**Exercise goal**. List each line in the listing below that contains the word "wooden", copying every such line in full. Case counts, so only lines with matching capitalization qualify.

**Rows**.
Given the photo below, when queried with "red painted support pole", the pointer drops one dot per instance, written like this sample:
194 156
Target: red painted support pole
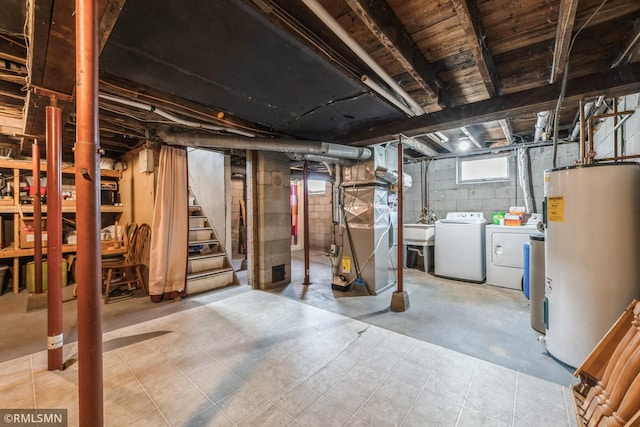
400 216
90 379
55 339
37 219
305 201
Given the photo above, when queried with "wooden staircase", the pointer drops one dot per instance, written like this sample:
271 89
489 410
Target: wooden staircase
208 267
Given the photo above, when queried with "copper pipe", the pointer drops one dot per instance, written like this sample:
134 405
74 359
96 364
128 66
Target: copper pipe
37 219
305 201
54 238
90 382
582 141
400 262
591 145
615 123
607 159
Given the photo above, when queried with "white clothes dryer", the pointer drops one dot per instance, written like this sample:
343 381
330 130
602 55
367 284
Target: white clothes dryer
505 252
459 250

**Right answer**.
Given the photo above, when queried with "wooden staircase", the pointer drops one dot per instance, written like this sample:
Target: wooden staircase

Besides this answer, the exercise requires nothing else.